WORK TO BE COMPLETED:
Can you rewrite the listing below with "white paw" replaced by "front paw" and everything else left unchanged?

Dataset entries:

BEGIN

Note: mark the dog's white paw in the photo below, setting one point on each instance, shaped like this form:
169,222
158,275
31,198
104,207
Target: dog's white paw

END

CORRECT OUTPUT:
Note: mark the dog's front paw in the photo below, setting one point on each instance, shaped like this form:
169,222
158,275
31,198
104,207
Target: dog's front paw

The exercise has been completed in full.